- [Passage to read]

=== Section Start ===

When Gravity Haus founder Jim Deters learned that Vail Mountain Lodge was for sale in the fall of 2019, he could hardly believe it. Already immersed in opening the first property (in Breckenridge) of what is now a budding hotel-and-amenities empire, Deters and his wife, Alicia, submitted one of dozens of bids to acquire the lodge—as well as its locally popular amenities, including the Vail Athletic Club and Terra Bistro restaurant.
The bids were whittled to 15 and then four, before VML owner Mike Shannon ultimately selected the Deterses. “He said, ‘Look, I’m trusting you to do the right thing here.’ And I said, ‘Mike, this is us,’” Deters recalls. “It really was the most ideal asset in Vail to make our property. And a lot of the foundation had been laid. We just needed to modernize it to new standards and capabilities.”
So began a frenzied remaking of one of Vail Village’s flagship destinations. Terra Bistro became Slope Room. The 18,000-square-foot spa became a lounge with a coworking space, called Starter Haus. The lobby, restaurant, and eight rooms were renovated. And this spring, work began on a reimagined version of the former athletic club, set to open late this summer.
Gravity Haus, which is both a hotel and an adventure hub for a growing membership base (1,500 and counting; rates start at $50 per month for a year and go up to $170, including access to all amenities as well as gear and travel perks), manifested from Deters’s own experience of traveling and playing in the mountains. The longtime entrepreneur and amateur athlete sought to create a second home for those who didn’t own one. Many hail from the Front Range, but the company has attracted members from around the country, especially since the pandemic began.

=== Section End ===

- [Data for review]
=== Section Start ===

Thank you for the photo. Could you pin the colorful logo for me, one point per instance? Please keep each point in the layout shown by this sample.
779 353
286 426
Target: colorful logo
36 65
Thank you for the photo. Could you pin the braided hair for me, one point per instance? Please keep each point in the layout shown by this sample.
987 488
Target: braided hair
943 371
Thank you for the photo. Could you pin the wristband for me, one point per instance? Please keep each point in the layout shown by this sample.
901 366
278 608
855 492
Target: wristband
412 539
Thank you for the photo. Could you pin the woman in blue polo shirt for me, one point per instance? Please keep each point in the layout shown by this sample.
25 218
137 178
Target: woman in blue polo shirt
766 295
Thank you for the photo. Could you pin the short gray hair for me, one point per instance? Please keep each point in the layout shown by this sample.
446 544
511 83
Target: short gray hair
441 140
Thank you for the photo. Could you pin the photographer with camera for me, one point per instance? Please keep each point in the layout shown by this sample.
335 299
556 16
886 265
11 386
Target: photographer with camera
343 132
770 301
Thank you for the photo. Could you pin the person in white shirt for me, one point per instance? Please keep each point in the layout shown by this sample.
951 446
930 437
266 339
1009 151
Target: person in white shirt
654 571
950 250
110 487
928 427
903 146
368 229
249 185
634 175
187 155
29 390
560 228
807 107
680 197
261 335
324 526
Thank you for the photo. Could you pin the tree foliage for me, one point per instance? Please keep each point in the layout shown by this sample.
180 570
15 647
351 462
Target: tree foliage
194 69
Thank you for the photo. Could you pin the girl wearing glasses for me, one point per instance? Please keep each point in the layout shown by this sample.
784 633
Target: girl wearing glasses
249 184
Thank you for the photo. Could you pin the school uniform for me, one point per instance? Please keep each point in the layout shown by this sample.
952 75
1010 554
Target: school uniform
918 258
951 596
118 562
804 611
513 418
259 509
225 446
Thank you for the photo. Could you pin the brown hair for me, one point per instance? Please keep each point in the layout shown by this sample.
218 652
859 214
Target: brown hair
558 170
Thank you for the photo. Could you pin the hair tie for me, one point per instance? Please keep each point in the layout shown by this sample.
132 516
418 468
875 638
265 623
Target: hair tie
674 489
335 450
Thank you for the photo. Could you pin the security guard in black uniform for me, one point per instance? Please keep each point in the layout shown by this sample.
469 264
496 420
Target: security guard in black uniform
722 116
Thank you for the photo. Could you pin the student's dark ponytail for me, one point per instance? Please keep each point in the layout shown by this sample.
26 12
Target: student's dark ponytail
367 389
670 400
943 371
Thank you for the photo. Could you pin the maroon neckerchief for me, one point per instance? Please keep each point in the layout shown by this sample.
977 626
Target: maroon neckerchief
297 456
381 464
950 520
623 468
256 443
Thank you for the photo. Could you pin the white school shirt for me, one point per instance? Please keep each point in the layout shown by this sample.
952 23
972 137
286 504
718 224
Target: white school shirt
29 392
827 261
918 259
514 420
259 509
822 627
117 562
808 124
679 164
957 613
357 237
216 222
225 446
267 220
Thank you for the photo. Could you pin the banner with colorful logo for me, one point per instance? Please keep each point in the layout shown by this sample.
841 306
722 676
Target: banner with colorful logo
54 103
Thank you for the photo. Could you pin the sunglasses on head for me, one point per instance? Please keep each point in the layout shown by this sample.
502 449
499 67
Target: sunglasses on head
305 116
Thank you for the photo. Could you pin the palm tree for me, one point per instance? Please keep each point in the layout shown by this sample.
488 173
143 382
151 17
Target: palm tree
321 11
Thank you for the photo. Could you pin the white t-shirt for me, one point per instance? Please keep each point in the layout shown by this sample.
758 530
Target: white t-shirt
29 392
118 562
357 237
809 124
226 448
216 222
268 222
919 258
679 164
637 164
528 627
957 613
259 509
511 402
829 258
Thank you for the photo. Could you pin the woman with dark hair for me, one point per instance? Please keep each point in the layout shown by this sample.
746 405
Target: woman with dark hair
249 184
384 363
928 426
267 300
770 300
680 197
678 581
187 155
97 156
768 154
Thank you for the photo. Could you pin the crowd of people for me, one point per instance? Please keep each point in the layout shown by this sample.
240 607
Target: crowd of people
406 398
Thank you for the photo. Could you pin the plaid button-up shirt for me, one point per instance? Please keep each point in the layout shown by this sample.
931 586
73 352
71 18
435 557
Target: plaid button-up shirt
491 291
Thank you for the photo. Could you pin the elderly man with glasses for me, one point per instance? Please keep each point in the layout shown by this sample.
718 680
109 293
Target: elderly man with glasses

=== Section End ===

- [Task]
Reproduce the Gravity Haus article word for word, starting at the words "When Gravity Haus" and ending after the words "Terra Bistro restaurant.".

- [Answer for the task]
When Gravity Haus founder Jim Deters learned that Vail Mountain Lodge was for sale in the fall of 2019, he could hardly believe it. Already immersed in opening the first property (in Breckenridge) of what is now a budding hotel-and-amenities empire, Deters and his wife, Alicia, submitted one of dozens of bids to acquire the lodge—as well as its locally popular amenities, including the Vail Athletic Club and Terra Bistro restaurant.